▸ **STUDY TEXT**
━━━━━━━━━━━━━━━━━━━━━━━━━━━━━━

Liquid Ordered / Liquid Disordered Domains
(supported by the Austrian Science Fund, Project No. P24459-B20)
start of project: 15. 04. 2012
end of project: 31. 08. 2016
Biological membranes regulate diverse processes on the cellular level, including material transport, signal transduction and various chemical reactions. An about 4 nm thin layer of phospholipids and proteins is the central element of these membranes and there is ample evidence that lipids and proteins mutually regulate their function. Of particular interest is the organization of lipids and proteins into functional platforms, also known as rafts, to perform specific signaling or transport tasks. Sphingomyelin and cholesterol are considered to be the major lipid components of these rafts. Clearly, basic physicochemical understanding of raft properties is of need for ground-breaking developments in human health care.

━━━━━━━━━━━━━━━━━━━━━━━━━━━━━━

Image point grounding data
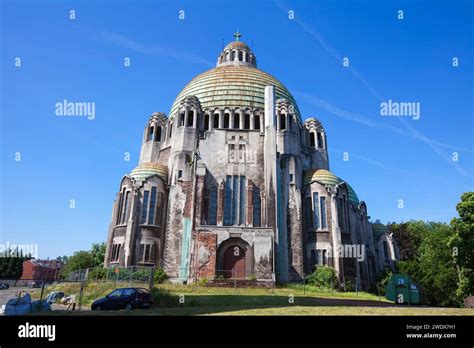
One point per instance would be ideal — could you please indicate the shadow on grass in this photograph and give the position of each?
(167, 304)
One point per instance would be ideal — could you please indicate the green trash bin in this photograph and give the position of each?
(401, 289)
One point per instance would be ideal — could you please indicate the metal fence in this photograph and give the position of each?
(82, 287)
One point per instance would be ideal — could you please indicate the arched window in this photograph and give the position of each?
(213, 206)
(226, 120)
(236, 121)
(257, 122)
(150, 134)
(247, 121)
(312, 140)
(282, 122)
(158, 134)
(256, 207)
(190, 118)
(320, 141)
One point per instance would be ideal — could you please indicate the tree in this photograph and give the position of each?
(407, 239)
(432, 265)
(11, 264)
(80, 260)
(462, 244)
(98, 253)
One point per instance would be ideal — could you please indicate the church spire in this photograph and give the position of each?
(237, 35)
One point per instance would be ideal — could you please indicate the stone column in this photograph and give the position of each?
(250, 186)
(129, 244)
(336, 233)
(220, 204)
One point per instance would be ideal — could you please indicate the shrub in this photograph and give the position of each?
(160, 276)
(97, 273)
(347, 286)
(163, 298)
(203, 281)
(323, 276)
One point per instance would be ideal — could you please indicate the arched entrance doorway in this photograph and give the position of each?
(235, 259)
(234, 262)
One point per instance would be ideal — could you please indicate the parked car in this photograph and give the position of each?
(54, 297)
(126, 298)
(22, 305)
(37, 284)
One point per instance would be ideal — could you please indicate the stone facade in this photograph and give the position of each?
(234, 184)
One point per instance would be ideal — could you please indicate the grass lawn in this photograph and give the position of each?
(171, 299)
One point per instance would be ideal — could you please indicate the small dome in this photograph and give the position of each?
(325, 177)
(158, 117)
(145, 170)
(237, 44)
(313, 123)
(379, 229)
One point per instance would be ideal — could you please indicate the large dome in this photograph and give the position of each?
(239, 85)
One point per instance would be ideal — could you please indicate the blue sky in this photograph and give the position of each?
(390, 158)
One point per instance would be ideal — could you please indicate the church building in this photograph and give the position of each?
(235, 183)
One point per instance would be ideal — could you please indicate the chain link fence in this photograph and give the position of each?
(81, 288)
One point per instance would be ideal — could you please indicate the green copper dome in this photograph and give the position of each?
(233, 86)
(145, 170)
(379, 229)
(325, 177)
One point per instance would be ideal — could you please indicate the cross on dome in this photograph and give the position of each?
(237, 35)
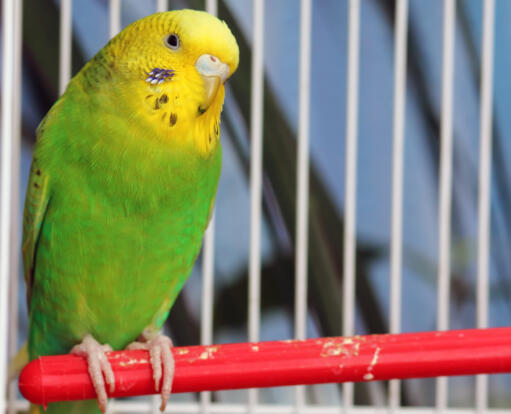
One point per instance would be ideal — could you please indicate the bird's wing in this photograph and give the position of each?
(36, 205)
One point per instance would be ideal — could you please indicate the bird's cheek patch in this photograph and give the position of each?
(158, 75)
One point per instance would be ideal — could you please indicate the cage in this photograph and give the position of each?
(364, 182)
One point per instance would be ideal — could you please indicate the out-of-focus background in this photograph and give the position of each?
(327, 207)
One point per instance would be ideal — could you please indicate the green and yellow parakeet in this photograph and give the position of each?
(121, 189)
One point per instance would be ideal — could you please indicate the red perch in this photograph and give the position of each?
(267, 364)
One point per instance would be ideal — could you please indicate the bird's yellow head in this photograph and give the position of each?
(172, 67)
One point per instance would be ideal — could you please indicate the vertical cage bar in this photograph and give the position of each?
(65, 44)
(115, 17)
(444, 228)
(485, 142)
(400, 42)
(11, 54)
(256, 138)
(302, 189)
(208, 275)
(351, 182)
(15, 207)
(162, 5)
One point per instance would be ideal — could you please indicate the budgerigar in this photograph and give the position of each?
(121, 189)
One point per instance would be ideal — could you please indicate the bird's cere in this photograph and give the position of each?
(158, 75)
(214, 72)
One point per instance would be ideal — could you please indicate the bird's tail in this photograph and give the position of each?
(17, 363)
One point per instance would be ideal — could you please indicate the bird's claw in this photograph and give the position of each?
(98, 365)
(161, 355)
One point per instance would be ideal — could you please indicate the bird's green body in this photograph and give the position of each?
(122, 186)
(122, 227)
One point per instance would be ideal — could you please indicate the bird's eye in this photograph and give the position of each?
(172, 41)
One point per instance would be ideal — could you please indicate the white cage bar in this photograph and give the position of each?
(9, 214)
(444, 215)
(485, 138)
(350, 197)
(400, 44)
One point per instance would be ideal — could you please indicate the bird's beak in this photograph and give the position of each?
(214, 72)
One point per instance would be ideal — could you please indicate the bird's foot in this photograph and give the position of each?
(98, 365)
(158, 346)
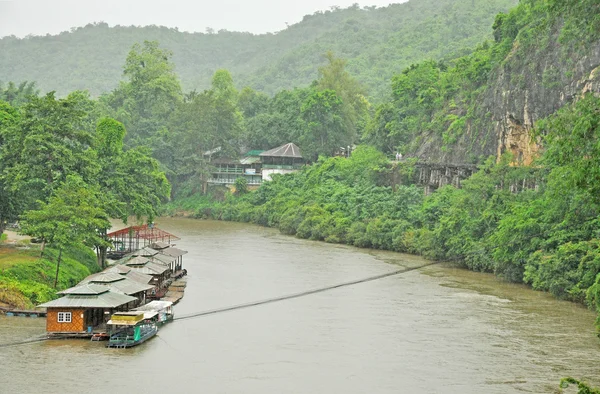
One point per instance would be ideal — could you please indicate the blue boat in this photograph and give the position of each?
(129, 329)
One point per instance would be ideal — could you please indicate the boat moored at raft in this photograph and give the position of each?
(158, 312)
(129, 329)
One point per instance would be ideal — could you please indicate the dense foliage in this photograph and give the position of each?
(545, 235)
(535, 45)
(378, 42)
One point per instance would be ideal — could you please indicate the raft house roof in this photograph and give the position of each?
(129, 273)
(146, 232)
(172, 252)
(121, 284)
(151, 268)
(290, 150)
(159, 245)
(145, 252)
(89, 296)
(154, 306)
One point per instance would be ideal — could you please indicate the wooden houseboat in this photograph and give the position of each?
(84, 310)
(159, 312)
(128, 329)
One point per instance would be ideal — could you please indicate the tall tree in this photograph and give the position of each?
(72, 215)
(131, 182)
(48, 144)
(150, 94)
(355, 105)
(326, 131)
(8, 203)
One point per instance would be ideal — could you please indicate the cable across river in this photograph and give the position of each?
(301, 294)
(262, 302)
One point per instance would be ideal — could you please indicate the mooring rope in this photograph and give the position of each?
(301, 294)
(263, 302)
(24, 342)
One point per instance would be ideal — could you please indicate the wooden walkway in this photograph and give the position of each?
(175, 291)
(22, 312)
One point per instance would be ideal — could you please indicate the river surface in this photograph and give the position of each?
(433, 330)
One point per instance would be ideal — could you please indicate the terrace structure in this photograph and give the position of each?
(281, 160)
(84, 310)
(257, 166)
(120, 284)
(134, 238)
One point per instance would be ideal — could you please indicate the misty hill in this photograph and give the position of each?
(378, 42)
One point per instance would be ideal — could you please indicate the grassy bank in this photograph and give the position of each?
(544, 236)
(26, 279)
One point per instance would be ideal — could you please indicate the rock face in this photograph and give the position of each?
(527, 90)
(529, 86)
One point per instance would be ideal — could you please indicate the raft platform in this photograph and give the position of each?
(175, 291)
(22, 312)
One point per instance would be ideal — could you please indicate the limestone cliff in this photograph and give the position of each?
(529, 85)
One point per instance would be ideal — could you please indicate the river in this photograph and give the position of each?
(433, 330)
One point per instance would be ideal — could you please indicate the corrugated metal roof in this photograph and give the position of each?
(127, 286)
(146, 252)
(250, 160)
(107, 300)
(154, 306)
(151, 268)
(138, 260)
(174, 252)
(159, 245)
(287, 150)
(162, 259)
(103, 277)
(84, 289)
(254, 152)
(138, 277)
(118, 269)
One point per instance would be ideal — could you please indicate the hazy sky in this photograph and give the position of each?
(21, 17)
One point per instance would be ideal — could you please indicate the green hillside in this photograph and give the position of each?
(378, 42)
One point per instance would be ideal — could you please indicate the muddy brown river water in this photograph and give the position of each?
(433, 330)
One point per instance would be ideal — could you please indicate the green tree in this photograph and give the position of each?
(72, 215)
(241, 186)
(48, 144)
(355, 106)
(322, 112)
(9, 118)
(131, 181)
(17, 95)
(150, 94)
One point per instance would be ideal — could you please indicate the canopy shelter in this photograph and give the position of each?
(120, 284)
(133, 238)
(83, 308)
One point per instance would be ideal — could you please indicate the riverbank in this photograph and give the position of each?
(437, 329)
(539, 237)
(26, 279)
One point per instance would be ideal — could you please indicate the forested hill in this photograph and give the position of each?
(378, 42)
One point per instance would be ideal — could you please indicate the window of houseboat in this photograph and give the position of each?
(64, 317)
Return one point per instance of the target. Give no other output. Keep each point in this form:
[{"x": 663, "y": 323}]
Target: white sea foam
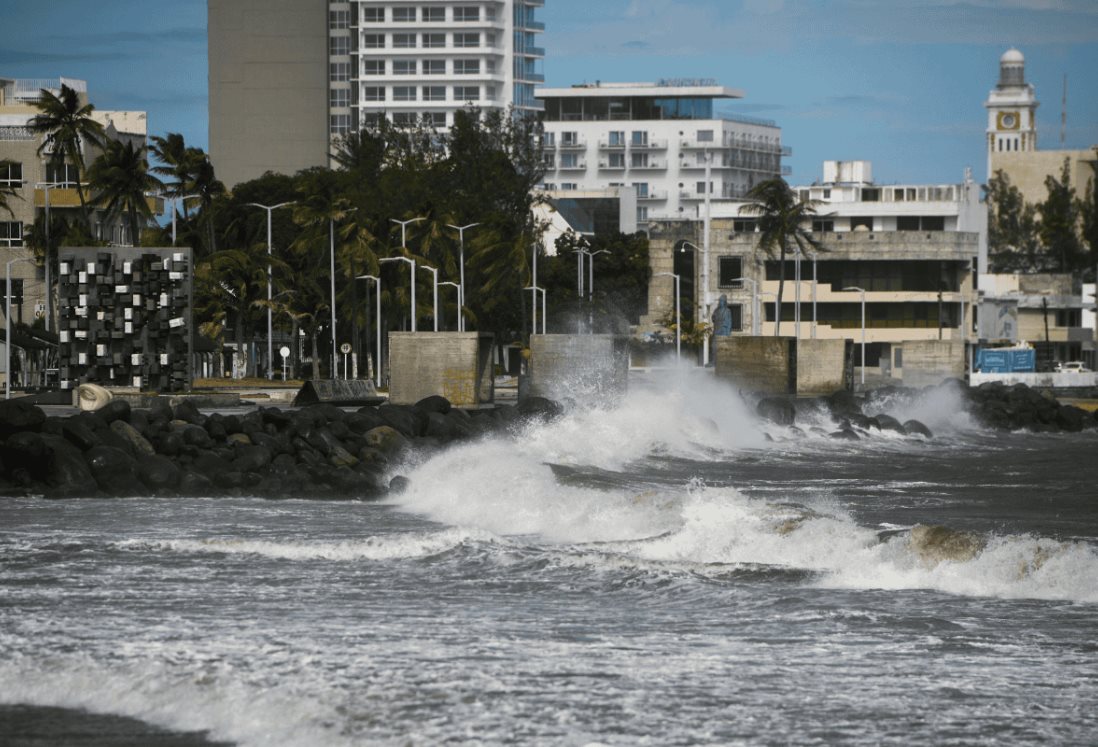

━━━━━━━━━━━━━━━━━━━━━━━━━━━━━━

Answer these questions using the project description on liquid ordered and liquid disordered domains.
(a) Which organization supported the project?
(b) On what date did the project end?
(c) Which two lipids are considered the major lipid components of rafts?
The data above are not used in this exercise.

(a) The Austrian Science Fund (Project No. P24459-B20)
(b) 31. 08. 2016
(c) Sphingomyelin and cholesterol